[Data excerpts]
>>>>>
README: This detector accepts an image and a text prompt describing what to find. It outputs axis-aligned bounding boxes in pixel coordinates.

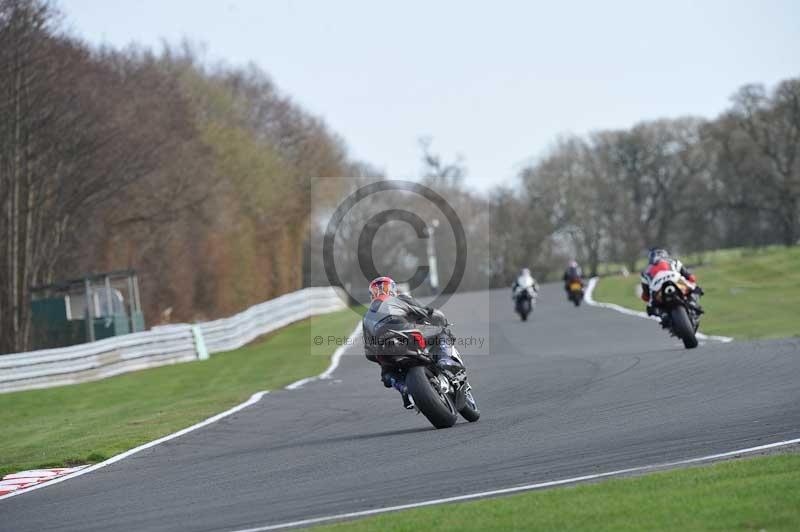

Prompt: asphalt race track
[3,285,799,532]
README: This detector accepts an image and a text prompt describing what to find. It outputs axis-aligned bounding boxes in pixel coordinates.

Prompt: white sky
[62,0,800,191]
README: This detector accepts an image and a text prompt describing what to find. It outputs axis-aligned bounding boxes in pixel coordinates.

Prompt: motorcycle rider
[511,268,539,299]
[640,248,703,317]
[563,260,584,293]
[362,276,458,409]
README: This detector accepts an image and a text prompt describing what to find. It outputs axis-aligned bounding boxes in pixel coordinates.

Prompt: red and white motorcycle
[648,269,703,349]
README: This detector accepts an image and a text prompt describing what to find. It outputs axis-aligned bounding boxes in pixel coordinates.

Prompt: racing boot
[393,381,415,410]
[401,392,414,410]
[384,373,415,410]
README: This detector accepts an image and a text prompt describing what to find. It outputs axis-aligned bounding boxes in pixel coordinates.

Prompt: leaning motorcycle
[371,311,480,429]
[567,280,584,306]
[648,270,703,349]
[514,286,536,321]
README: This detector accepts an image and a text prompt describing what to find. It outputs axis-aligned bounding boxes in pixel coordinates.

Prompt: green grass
[0,308,361,477]
[591,246,800,340]
[314,454,800,532]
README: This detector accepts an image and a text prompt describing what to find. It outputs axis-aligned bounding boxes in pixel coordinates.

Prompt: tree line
[331,75,800,293]
[326,74,799,295]
[489,76,800,283]
[0,0,365,353]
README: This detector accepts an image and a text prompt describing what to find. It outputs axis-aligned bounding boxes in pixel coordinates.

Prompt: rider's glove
[694,286,704,296]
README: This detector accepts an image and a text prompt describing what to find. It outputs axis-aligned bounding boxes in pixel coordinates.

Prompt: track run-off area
[2,284,799,532]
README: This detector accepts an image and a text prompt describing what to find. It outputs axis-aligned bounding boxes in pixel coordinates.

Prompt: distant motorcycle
[513,286,536,321]
[567,279,584,306]
[648,270,703,349]
[370,310,480,429]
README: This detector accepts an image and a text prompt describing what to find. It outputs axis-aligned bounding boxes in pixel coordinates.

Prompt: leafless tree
[729,81,800,245]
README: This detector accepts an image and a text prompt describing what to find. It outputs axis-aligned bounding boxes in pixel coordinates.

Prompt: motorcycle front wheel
[406,366,458,429]
[670,306,698,349]
[516,300,531,321]
[458,384,480,422]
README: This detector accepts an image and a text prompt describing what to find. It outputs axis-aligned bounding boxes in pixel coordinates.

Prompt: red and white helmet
[369,276,397,300]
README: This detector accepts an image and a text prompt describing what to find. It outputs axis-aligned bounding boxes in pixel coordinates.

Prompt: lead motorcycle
[367,310,480,429]
[648,269,703,349]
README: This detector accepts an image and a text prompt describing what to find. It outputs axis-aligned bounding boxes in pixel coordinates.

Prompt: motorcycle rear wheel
[406,366,458,429]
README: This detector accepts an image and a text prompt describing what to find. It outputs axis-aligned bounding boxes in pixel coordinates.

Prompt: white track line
[584,277,733,343]
[0,390,268,501]
[0,318,363,502]
[228,437,800,532]
[285,323,362,390]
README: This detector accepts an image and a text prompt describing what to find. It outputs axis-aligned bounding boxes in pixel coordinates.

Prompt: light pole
[426,219,440,292]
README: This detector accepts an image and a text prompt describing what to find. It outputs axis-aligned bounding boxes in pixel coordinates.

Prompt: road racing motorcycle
[513,285,536,321]
[647,269,703,349]
[567,279,584,306]
[367,310,480,429]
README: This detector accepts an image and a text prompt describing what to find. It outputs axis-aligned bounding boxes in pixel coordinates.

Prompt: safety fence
[0,287,346,394]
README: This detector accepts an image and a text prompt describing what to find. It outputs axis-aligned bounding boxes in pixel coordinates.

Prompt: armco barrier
[0,287,346,394]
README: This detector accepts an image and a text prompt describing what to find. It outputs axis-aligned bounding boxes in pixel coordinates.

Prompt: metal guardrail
[0,287,347,394]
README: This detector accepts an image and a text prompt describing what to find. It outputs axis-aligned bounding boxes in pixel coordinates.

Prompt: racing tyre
[518,300,531,321]
[406,366,458,429]
[671,306,698,349]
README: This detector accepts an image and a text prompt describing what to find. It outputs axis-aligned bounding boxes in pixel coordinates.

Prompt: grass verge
[314,453,800,532]
[591,246,800,340]
[0,308,361,477]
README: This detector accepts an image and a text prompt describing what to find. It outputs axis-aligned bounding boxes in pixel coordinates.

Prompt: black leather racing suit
[563,266,583,292]
[362,293,449,380]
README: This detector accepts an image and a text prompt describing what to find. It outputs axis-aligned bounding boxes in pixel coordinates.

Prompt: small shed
[30,271,145,349]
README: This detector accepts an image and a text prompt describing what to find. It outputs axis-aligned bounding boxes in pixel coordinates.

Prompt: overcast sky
[63,0,800,190]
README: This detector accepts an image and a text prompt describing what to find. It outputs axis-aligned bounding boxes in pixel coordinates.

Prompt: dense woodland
[0,0,365,353]
[1,0,798,353]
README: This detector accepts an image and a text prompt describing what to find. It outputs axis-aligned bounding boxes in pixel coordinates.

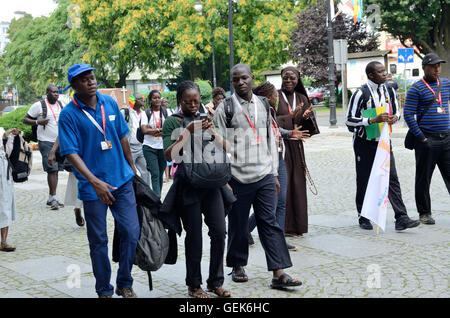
<<<<<
[TASK REQUIREMENTS] Transcribe every entry word for word, but skip the pictures.

[RESULT]
README: This detector accepts an image and a text prompt describing what to find. It outputs axis-aligned bounding boxes in pixel coordinates.


Prompt: asphalt race track
[3,285,799,532]
README: This detector accepts an image and a text prompt describing what to find. It outputs axis-aligned bounding boxes in pixel coordinates.

Prompt: white sky
[62,0,800,191]
README: This detector accepts an image and a text prompt describing what to find. It outputs axis-aligned bounding boxes in pixel coordinates.

Prompt: motorcycle rider
[511,268,539,299]
[640,248,703,317]
[563,260,584,293]
[362,276,458,409]
README: This detector accepts an image and a text prompt describing what to find. It outputs axis-aligned bounding boxes in pixel coordinates.

Prompt: red and white motorcycle
[648,269,703,349]
README: This detector accepts an image and a text prompt describing what to find. It outputs axis-aligned bounding boxes in pixel coordinates.

Prompt: racing boot
[393,381,415,410]
[401,392,414,410]
[384,373,415,410]
README: This detector accepts an image and a text prompt describing what to find. It outputs axis-aligned bounding boxes in pixel coordinates.

Prompt: leaning motorcycle
[371,311,480,429]
[567,280,584,306]
[648,270,703,349]
[514,286,536,321]
README: This detector accepts an image and a text prompt describing what to find. It outputs axis-aligned bounding boxes in pixel coordinates.

Prompt: green grass
[0,308,361,477]
[591,246,800,340]
[314,454,800,532]
README: This detector accepts an image and a text prompt describing what to find. It outputs axis-aligned bounding boxes in pixel coordinates.

Prompt: tree line
[331,75,800,293]
[326,74,799,295]
[489,76,800,283]
[0,0,365,353]
README: This detector accepts an image and a text prompt describing what to find. It outputs axis-aligned bounding boxes in pixel coordinates.

Prompt: rider's glove
[694,286,704,296]
README: This detector accepts an image and a text prompt describing what to find. It outputs axis-aligned bounding boxes in pixel coordinates.

Prompt: track run-off area
[2,284,799,532]
README: This detector accepts an image and a text prompt describing what to find. It outputs axis-aligned bounding boxes in pixel coordinates.

Prompt: distant motorcycle
[513,286,536,321]
[567,279,584,306]
[648,270,703,349]
[370,310,480,429]
README: This detector accepts an image and a text prompt describing what to find. It outputs axis-aligned bounding boxes in pixel coordinates.

Prompt: leafless tree
[729,81,800,245]
README: This detector accepts an image and a text prompt describing what to find. It outputs axis-aligned bounding boxes in pixel coordinates.

Prompt: motorcycle front wheel
[406,366,458,429]
[670,306,698,349]
[516,300,531,321]
[458,384,480,422]
README: This detector accepts an image and a text prompt describing what to find. It outputs axis-aligned bounding boxes in pixel coordinates.

Prompt: red and white helmet
[369,276,397,300]
README: This detector accepts an image and a text prompt describing what to find. It outputs axis-aligned bounding boxes in pixel coordinates.

Prompt: lead motorcycle
[367,310,480,429]
[648,269,703,349]
README: This detector accepts an image and a text prompt describing what to find. It outputs axis-aligned bounding boxes in pixel coordinates.

Prompt: motorcycle rear wheel
[406,366,458,429]
README: This detector accepts an image and a text prompt describing what to find. It outputs axis-aligned bounding boxes in pixel coordinates.

Prompt: white track line
[584,277,733,343]
[0,390,268,501]
[0,318,363,502]
[228,437,800,532]
[285,323,362,390]
README: This detector accepts an image and a text prompt describing what to find. It outputs axis-aligned bounding boxes in pixel coordinates.

Prompt: light pole
[426,219,440,292]
README: This detector accepts an image and a text prompt describing what to find. It outputs axis-aligned bounding boxes in pixel coordinates.

Prompt: road racing motorcycle
[513,285,536,321]
[647,269,703,349]
[567,279,584,306]
[367,310,480,429]
README: This detector accepts an image and a text prompt describing what to find. It outputs axis-aligned bounding boxes in pixel coordinates.

Prompt: safety fence
[0,287,346,394]
README: This detector accepts an image and a text prompt describing what to find. It outputs axis-aligned bounding boxes in pixel coordinates.

Prompt: armco barrier
[0,287,346,394]
README: This detector accepts an image and a text prompt describing what to find. It outputs axis-aligned bounding boxes in pixel coordinates.

Prompt: metal guardrail
[0,287,347,394]
README: This detector accepts an image and a text prompt describing what to find. It outputs axis-aligned bounding boxes in pixel coordinates.

Prompt: racing tyre
[518,300,531,321]
[406,366,458,429]
[671,306,698,349]
README: This detector accepts an image and a text prompt describing what to find. It outputs axis-aligned bounding boxes in pixel coordinates.

Prompt: grass verge
[314,453,800,532]
[591,246,800,340]
[0,308,361,477]
README: This detector accepts an image and a text prompt describing what to find. It outputs axis-aligned bounding boxes in pixel coordinates.

Prompt: black leather racing suit
[563,266,583,292]
[362,293,449,380]
README: This detector accepts an image and a text prompt describing what to find. It outputs axis-aligned bounding boxes in pixel coordinates.

Prompt: small shed
[30,271,145,349]
README: This detector accepts an image and a text prompt describing what to find. It outputs axis-aligned bounding boxes in pixel coordinates.

Prompt: overcast sky
[63,0,800,190]
README: This detector accepts an image and a text prompt describing what to find. It outputs axis-aligned bounding boxes in pixel coordinates.

Prompt: dense woodland
[0,0,365,353]
[1,0,798,353]
README: This detector accepts an image and a text prompt describing what to find. It outputs axis-aligned bounding boxes in pixel coordinates.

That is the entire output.